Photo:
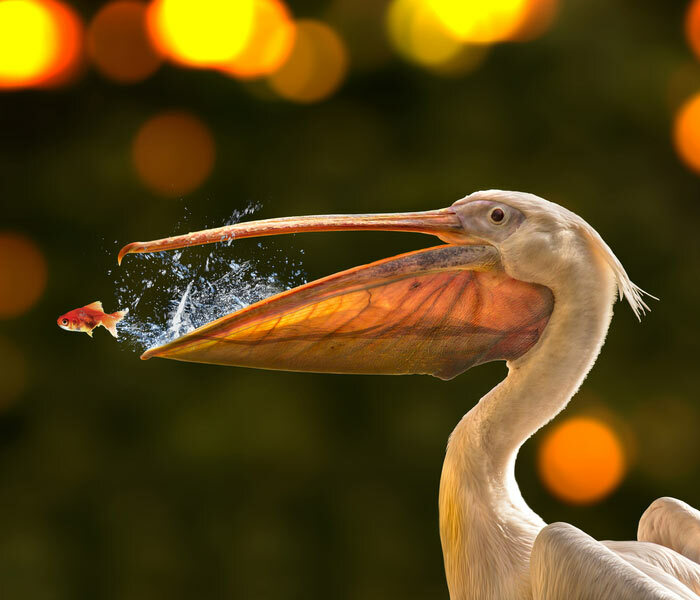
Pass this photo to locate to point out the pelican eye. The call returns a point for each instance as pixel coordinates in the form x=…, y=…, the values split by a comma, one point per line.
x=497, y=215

==

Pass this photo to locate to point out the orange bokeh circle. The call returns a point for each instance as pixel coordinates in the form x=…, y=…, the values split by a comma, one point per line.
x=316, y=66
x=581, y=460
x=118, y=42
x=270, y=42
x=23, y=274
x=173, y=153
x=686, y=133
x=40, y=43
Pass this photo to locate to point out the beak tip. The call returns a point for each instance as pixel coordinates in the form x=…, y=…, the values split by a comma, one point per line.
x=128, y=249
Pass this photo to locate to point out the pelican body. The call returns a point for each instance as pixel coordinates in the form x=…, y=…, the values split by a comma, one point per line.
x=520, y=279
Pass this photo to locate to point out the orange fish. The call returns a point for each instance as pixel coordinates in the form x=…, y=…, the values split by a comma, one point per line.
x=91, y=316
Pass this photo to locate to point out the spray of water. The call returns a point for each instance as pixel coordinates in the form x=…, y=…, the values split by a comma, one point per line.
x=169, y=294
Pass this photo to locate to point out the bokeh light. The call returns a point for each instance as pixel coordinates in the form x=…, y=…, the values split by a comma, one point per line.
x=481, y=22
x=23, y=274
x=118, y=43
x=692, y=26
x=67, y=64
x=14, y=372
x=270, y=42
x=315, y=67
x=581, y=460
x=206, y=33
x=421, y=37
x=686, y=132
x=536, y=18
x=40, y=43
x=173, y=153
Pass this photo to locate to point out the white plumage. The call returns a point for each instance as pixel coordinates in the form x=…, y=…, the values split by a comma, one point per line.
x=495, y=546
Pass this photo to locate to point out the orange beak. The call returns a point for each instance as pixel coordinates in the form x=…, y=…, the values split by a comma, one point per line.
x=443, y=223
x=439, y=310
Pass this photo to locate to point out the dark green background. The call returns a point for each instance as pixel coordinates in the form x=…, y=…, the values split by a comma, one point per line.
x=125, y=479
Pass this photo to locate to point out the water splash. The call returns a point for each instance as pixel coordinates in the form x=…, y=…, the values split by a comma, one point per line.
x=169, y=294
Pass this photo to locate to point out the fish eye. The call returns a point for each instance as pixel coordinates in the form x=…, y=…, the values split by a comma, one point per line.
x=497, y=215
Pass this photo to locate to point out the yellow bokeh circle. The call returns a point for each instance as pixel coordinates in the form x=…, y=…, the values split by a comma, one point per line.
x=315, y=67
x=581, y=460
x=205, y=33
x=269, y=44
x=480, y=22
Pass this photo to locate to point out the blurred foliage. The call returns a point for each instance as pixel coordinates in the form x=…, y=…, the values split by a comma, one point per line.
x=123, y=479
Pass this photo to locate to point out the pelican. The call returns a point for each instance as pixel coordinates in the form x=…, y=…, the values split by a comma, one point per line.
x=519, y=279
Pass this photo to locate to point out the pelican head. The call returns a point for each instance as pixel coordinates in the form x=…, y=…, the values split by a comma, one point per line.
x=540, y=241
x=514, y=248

--

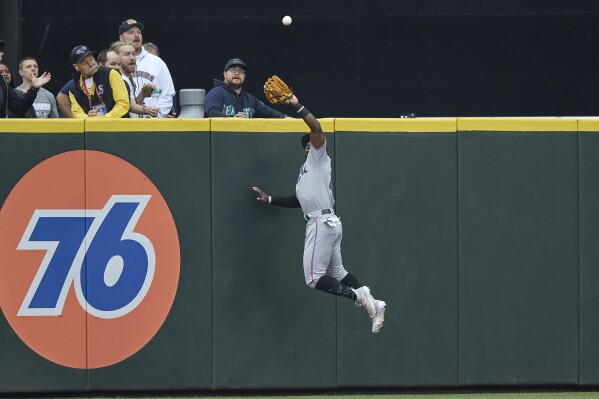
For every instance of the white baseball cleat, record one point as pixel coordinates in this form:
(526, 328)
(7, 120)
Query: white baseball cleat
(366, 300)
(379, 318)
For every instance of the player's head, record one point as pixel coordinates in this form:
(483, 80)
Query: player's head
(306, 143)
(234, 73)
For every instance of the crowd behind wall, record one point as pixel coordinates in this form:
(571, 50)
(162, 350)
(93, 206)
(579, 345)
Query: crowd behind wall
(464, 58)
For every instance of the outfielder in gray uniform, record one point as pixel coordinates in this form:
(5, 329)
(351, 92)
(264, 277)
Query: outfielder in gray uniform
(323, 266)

## [PROBLEM DESCRIPTION]
Shift the pixel coordinates in the material from the line with "Pass this photo to locate to point out the orange beak." to the line with "x=439, y=310", inclusive, by adding 4 to each x and y value. Reproduce only those lines, keeping every other line unchanged.

## [ANSWER TO THIS EXERCISE]
Pass this photo to locate to point out the orange beak. The call returns a point for each instance as pixel coordinates in the form x=…, y=…, the values split by a comma, one point per line.
x=447, y=227
x=443, y=314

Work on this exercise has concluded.